* BEGIN *
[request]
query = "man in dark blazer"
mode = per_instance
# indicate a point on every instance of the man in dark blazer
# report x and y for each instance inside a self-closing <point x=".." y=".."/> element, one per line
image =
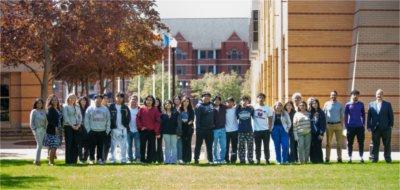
<point x="380" y="122"/>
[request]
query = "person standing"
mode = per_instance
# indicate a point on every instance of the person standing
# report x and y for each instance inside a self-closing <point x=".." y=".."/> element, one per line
<point x="72" y="123"/>
<point x="318" y="127"/>
<point x="354" y="116"/>
<point x="219" y="145"/>
<point x="293" y="157"/>
<point x="302" y="132"/>
<point x="334" y="117"/>
<point x="97" y="124"/>
<point x="231" y="127"/>
<point x="380" y="122"/>
<point x="186" y="115"/>
<point x="170" y="131"/>
<point x="38" y="123"/>
<point x="83" y="142"/>
<point x="148" y="123"/>
<point x="133" y="133"/>
<point x="244" y="113"/>
<point x="204" y="127"/>
<point x="280" y="133"/>
<point x="120" y="118"/>
<point x="54" y="128"/>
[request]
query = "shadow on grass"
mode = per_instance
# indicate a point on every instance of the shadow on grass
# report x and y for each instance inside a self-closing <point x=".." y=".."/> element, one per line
<point x="18" y="182"/>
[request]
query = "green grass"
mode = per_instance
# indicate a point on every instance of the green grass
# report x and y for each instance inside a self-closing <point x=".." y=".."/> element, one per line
<point x="22" y="174"/>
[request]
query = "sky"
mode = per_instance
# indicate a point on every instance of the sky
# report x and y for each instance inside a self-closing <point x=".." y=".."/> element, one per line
<point x="204" y="8"/>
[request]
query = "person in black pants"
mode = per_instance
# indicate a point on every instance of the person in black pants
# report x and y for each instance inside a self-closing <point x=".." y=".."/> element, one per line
<point x="186" y="120"/>
<point x="289" y="108"/>
<point x="318" y="127"/>
<point x="204" y="127"/>
<point x="380" y="122"/>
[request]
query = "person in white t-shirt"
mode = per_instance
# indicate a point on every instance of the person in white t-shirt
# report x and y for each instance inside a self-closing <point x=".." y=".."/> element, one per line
<point x="231" y="126"/>
<point x="262" y="122"/>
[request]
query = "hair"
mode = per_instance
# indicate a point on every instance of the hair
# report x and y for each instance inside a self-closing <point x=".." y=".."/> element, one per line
<point x="190" y="107"/>
<point x="302" y="102"/>
<point x="355" y="92"/>
<point x="296" y="94"/>
<point x="37" y="101"/>
<point x="50" y="105"/>
<point x="261" y="95"/>
<point x="80" y="102"/>
<point x="152" y="98"/>
<point x="291" y="103"/>
<point x="168" y="102"/>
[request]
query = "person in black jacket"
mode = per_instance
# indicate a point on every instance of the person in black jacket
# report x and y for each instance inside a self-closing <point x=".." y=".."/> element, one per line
<point x="186" y="121"/>
<point x="204" y="127"/>
<point x="318" y="127"/>
<point x="120" y="118"/>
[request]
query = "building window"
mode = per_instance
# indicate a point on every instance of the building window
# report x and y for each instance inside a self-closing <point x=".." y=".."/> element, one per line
<point x="180" y="70"/>
<point x="5" y="97"/>
<point x="180" y="55"/>
<point x="235" y="68"/>
<point x="234" y="54"/>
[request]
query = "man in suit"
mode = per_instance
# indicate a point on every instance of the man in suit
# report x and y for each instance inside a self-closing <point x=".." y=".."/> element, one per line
<point x="380" y="122"/>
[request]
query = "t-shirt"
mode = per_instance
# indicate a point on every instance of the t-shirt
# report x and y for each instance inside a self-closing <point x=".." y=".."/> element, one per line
<point x="260" y="118"/>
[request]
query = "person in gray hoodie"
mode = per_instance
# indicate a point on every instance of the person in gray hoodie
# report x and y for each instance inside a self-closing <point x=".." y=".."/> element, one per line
<point x="97" y="124"/>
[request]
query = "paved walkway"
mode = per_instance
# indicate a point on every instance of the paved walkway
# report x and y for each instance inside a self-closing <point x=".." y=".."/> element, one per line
<point x="26" y="150"/>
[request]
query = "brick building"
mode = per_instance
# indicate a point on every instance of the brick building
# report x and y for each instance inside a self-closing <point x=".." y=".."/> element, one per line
<point x="209" y="45"/>
<point x="314" y="47"/>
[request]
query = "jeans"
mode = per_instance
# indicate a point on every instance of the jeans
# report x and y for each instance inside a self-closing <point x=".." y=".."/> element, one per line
<point x="118" y="138"/>
<point x="352" y="132"/>
<point x="231" y="139"/>
<point x="71" y="145"/>
<point x="147" y="141"/>
<point x="219" y="145"/>
<point x="281" y="143"/>
<point x="204" y="135"/>
<point x="263" y="136"/>
<point x="171" y="151"/>
<point x="246" y="139"/>
<point x="39" y="134"/>
<point x="303" y="147"/>
<point x="133" y="138"/>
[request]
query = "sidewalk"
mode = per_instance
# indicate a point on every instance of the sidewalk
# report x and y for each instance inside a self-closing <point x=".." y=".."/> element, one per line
<point x="26" y="150"/>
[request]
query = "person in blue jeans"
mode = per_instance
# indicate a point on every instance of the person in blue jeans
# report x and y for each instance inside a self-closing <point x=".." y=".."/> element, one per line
<point x="133" y="133"/>
<point x="280" y="133"/>
<point x="219" y="145"/>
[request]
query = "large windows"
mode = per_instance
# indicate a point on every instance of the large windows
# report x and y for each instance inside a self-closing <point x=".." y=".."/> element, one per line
<point x="5" y="97"/>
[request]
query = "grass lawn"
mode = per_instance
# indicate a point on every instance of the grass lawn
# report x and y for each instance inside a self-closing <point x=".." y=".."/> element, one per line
<point x="22" y="174"/>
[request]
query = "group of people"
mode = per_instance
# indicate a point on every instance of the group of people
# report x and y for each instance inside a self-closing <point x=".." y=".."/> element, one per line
<point x="229" y="130"/>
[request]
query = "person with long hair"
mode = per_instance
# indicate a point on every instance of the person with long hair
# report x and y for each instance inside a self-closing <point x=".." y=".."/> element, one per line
<point x="72" y="123"/>
<point x="83" y="144"/>
<point x="54" y="128"/>
<point x="186" y="121"/>
<point x="148" y="123"/>
<point x="318" y="127"/>
<point x="38" y="123"/>
<point x="293" y="157"/>
<point x="302" y="132"/>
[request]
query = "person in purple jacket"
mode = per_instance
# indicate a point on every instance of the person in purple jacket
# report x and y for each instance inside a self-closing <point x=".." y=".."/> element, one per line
<point x="354" y="116"/>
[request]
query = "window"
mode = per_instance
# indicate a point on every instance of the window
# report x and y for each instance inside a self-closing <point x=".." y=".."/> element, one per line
<point x="234" y="54"/>
<point x="5" y="97"/>
<point x="210" y="54"/>
<point x="180" y="55"/>
<point x="203" y="54"/>
<point x="235" y="68"/>
<point x="180" y="70"/>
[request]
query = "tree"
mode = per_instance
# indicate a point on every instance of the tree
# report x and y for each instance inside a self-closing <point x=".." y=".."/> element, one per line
<point x="27" y="33"/>
<point x="225" y="85"/>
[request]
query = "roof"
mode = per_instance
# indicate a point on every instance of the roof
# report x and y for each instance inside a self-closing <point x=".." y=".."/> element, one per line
<point x="208" y="33"/>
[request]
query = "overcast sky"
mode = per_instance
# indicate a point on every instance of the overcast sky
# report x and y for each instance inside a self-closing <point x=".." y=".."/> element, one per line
<point x="204" y="8"/>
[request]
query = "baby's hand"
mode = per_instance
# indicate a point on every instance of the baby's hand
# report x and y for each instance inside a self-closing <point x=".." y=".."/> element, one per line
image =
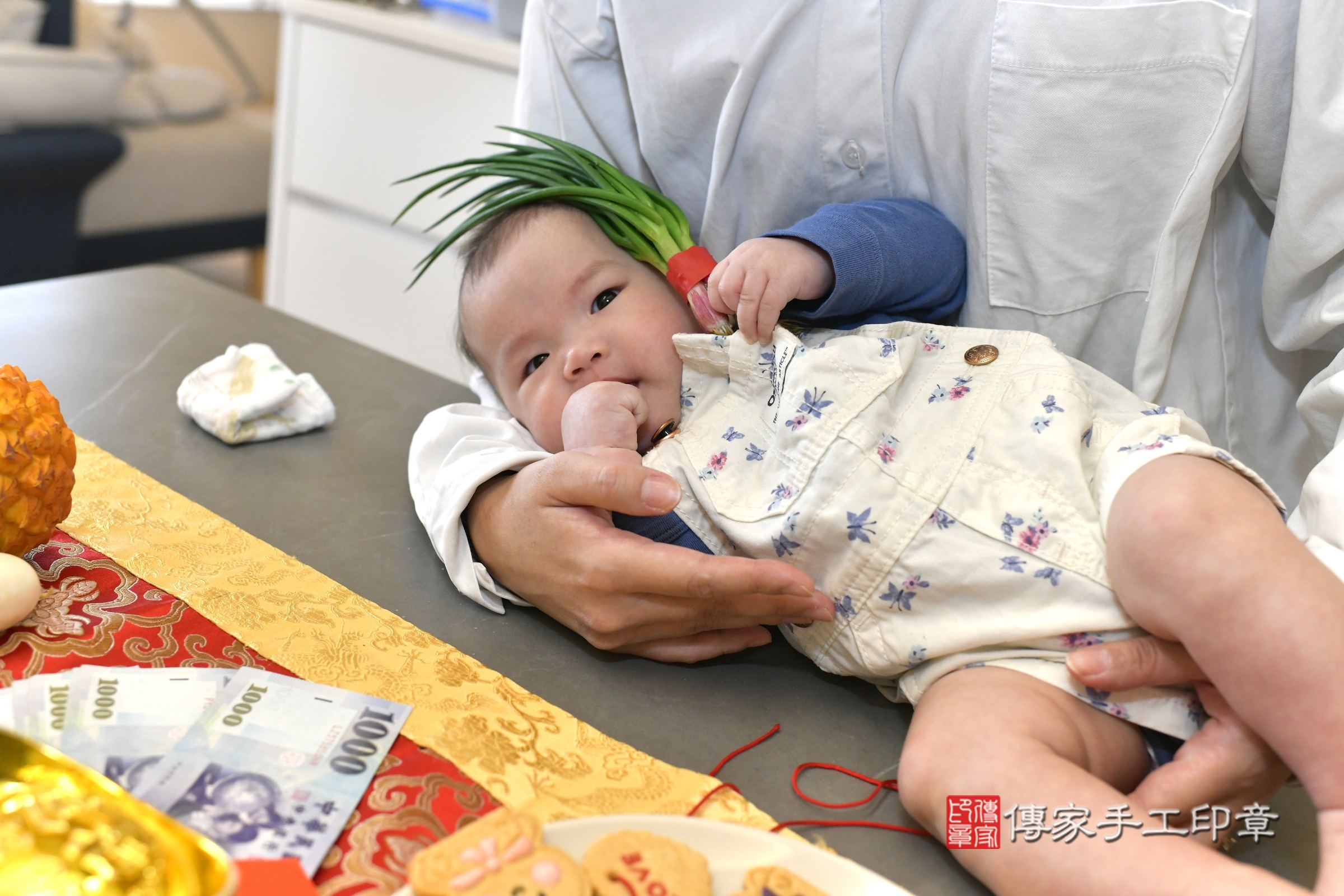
<point x="761" y="276"/>
<point x="603" y="417"/>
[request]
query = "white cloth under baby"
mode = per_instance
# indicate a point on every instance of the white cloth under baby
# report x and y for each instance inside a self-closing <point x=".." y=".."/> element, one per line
<point x="956" y="514"/>
<point x="249" y="395"/>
* END *
Every entry above needs to be retyped exactly; drop the pictures.

[request]
query = "man in dark blazer"
mode = per_instance
# indicate a point on every instance of the man in dark blazer
# report x and y for each instance inside a self-closing <point x=".." y=".."/> element, one per line
image =
<point x="380" y="122"/>
[request]
query = "person standing"
mode = per_instance
# indicate a point on every instance of the person standing
# report x and y for each instance inside a self-closing <point x=".." y=".."/> element, one per line
<point x="72" y="123"/>
<point x="318" y="127"/>
<point x="354" y="116"/>
<point x="219" y="145"/>
<point x="293" y="157"/>
<point x="302" y="132"/>
<point x="334" y="117"/>
<point x="97" y="124"/>
<point x="231" y="127"/>
<point x="380" y="122"/>
<point x="186" y="115"/>
<point x="170" y="131"/>
<point x="38" y="123"/>
<point x="83" y="142"/>
<point x="148" y="123"/>
<point x="133" y="133"/>
<point x="244" y="113"/>
<point x="204" y="127"/>
<point x="280" y="133"/>
<point x="120" y="118"/>
<point x="54" y="128"/>
[request]
query = "shadow on grass"
mode = per_instance
# indicate a point on every instance of the shadow on grass
# report x and y for each instance inside a self-closing <point x=".." y=".."/> element, one per line
<point x="18" y="182"/>
[request]
query = "green grass"
mode = per_instance
# indicate a point on every instance of the green grass
# report x and y for each instance inside a self-closing <point x=".." y=".."/> element, one per line
<point x="22" y="174"/>
[request]
query = "sky"
mode = per_instance
# indicate a point on every instance of the sky
# report x and y for each instance inside a self-closing <point x=".." y=".."/> element, one per line
<point x="204" y="8"/>
[request]
query = "person in black pants"
mode = per_instance
# indicate a point on every instance of the person in black pants
# report x and y for each instance inside a self-closing <point x=".." y=".."/> element, one per line
<point x="186" y="120"/>
<point x="289" y="108"/>
<point x="318" y="127"/>
<point x="204" y="127"/>
<point x="380" y="122"/>
[request]
query = "person in white t-shirt"
mode = per_instance
# indicate a point on every instance of the person in white t-shirt
# report x and y for each instance inside a self-closing <point x=".." y=".."/> element, one per line
<point x="231" y="126"/>
<point x="262" y="122"/>
[request]
query = "hair"
mode = per_instance
# indicate a point on every instance of the hair
# report x and y for each instance inside a self-closing <point x=".." y=".."/> element, one per line
<point x="190" y="107"/>
<point x="302" y="102"/>
<point x="355" y="92"/>
<point x="296" y="94"/>
<point x="37" y="101"/>
<point x="50" y="105"/>
<point x="261" y="95"/>
<point x="80" y="102"/>
<point x="152" y="98"/>
<point x="291" y="103"/>
<point x="168" y="102"/>
[request]
query = "person in black jacket"
mode = per_instance
# indicate a point on every instance of the person in black jacket
# report x and y for each instance inside a self-closing <point x=".." y=".."/> element, one per line
<point x="186" y="121"/>
<point x="204" y="127"/>
<point x="318" y="127"/>
<point x="120" y="118"/>
[request]
query = "building window"
mode = per_instance
# indicate a point on every instance of the building window
# report x and y for each instance inside a self-closing <point x=".." y=".."/> element, one per line
<point x="180" y="70"/>
<point x="5" y="97"/>
<point x="180" y="55"/>
<point x="235" y="68"/>
<point x="234" y="54"/>
[request]
query = "man in suit"
mode = per_instance
# indicate a point on every instance of the man in suit
# report x and y for each instance inside a self-closing <point x=".." y=".."/> element, one per line
<point x="380" y="122"/>
[request]
query = "t-shirt"
mode = per_instance
# indicate a point on every instance of the t-shirt
# report x and y for each instance inside a self-closing <point x=".." y=".."/> element, one per line
<point x="260" y="118"/>
[request]
query = "person in gray hoodie"
mode = per_instance
# indicate a point on every instance of the person in gray hoodie
# report x and y for each instance inside a self-closing <point x=".." y=".."/> element, one per line
<point x="97" y="124"/>
[request]
query = "paved walkway"
mode = per_instance
# indicate a point on every instance of the paved walkway
# report x and y for each instance inside a self-closing <point x=".." y=".."/> element, one per line
<point x="26" y="150"/>
[request]
query = "brick building"
mode = per_instance
# indicate a point on every instance of the brick building
# report x and y for each instance inside a self-closing <point x=".." y=".."/> element, one per line
<point x="209" y="45"/>
<point x="314" y="47"/>
[request]
query = "jeans"
mode = per_instance
# indicate a point on every instance of the jeans
# report x and y for each instance inside a self-closing <point x=".." y=".."/> element, one per line
<point x="118" y="138"/>
<point x="352" y="132"/>
<point x="231" y="139"/>
<point x="71" y="145"/>
<point x="147" y="141"/>
<point x="219" y="145"/>
<point x="281" y="143"/>
<point x="204" y="135"/>
<point x="263" y="136"/>
<point x="171" y="151"/>
<point x="246" y="139"/>
<point x="39" y="134"/>
<point x="303" y="147"/>
<point x="133" y="138"/>
[request]
query = "sidewalk"
mode = per_instance
# indicate a point on every instance of the sidewalk
# report x and y for each instance inside a self-closing <point x=".." y=".."/> element, one per line
<point x="26" y="150"/>
[request]
query = "person in blue jeans"
mode = per_instance
# indicate a point on every instance of the person in blue jeans
# report x and y for each instance inside a self-closing <point x=".." y=".."/> element, one per line
<point x="133" y="133"/>
<point x="280" y="133"/>
<point x="219" y="145"/>
[request]
query = "large windows"
mode = per_instance
# indicate a point on every instance of the large windows
# report x and y for each instance inside a self-closing <point x=".." y=".."/> element, one per line
<point x="5" y="97"/>
[request]
query = "grass lawn"
mode = per_instance
# indicate a point on every instance of the grass lawn
# report x and y for each instance inside a self-closing <point x=".." y=".."/> element, one per line
<point x="22" y="174"/>
[request]
query = "group of people"
mode = per_instance
# indicate a point on every instance of the group of people
# report x and y for each instance inside a self-closing <point x=".." y=".."/> element, one per line
<point x="229" y="130"/>
[request]
query = "person with long hair"
mode = per_instance
# indicate a point on every instance of the person with long hair
# report x and y for each instance inside a self-closing <point x=".." y=".."/> element, one per line
<point x="72" y="123"/>
<point x="83" y="144"/>
<point x="54" y="128"/>
<point x="186" y="121"/>
<point x="148" y="123"/>
<point x="318" y="127"/>
<point x="38" y="123"/>
<point x="293" y="157"/>
<point x="302" y="132"/>
[request]
query = "person in purple jacket"
mode = per_instance
# indicate a point on every instance of the person in purple jacket
# report x and y for each instance inside a self-closing <point x=".." y=".."/> element, one per line
<point x="354" y="116"/>
[request]
query = "window"
mode = per_instance
# indicate a point on every instance of the window
# report x and y for each instance inside a self-closing <point x=".." y=".."/> element, one per line
<point x="234" y="54"/>
<point x="5" y="97"/>
<point x="210" y="54"/>
<point x="180" y="55"/>
<point x="203" y="54"/>
<point x="235" y="68"/>
<point x="180" y="70"/>
[request]
query = "tree"
mode = per_instance
# indicate a point on every instance of the tree
# report x and y for each instance inside a self-closing <point x=".." y=".."/> element, one per line
<point x="27" y="33"/>
<point x="225" y="85"/>
[request]
query = "roof"
mode = per_instance
# indicate a point on every instance of the roof
# report x and y for each instance inside a self-closing <point x=".." y=".."/> element, one per line
<point x="208" y="33"/>
[request]
query = "overcast sky"
mode = per_instance
# indicate a point on every instance of the overcast sky
# report x and y for each instance inside a self-closing <point x=".." y=".."/> element, one per line
<point x="204" y="8"/>
[request]
query = "baby's hand"
mode = per_instance
# indicate a point on every instance of the baby's hand
# report x and y for each instance inside a self-closing <point x=".." y=".."/> element, one per line
image =
<point x="761" y="276"/>
<point x="603" y="417"/>
[request]
query = "white cloth under baby"
mode = per_instance
# indicate a point on every instance of the white cloth under baby
# report x and y for each instance inside a self-closing <point x=".." y=".."/> element, one per line
<point x="956" y="514"/>
<point x="249" y="395"/>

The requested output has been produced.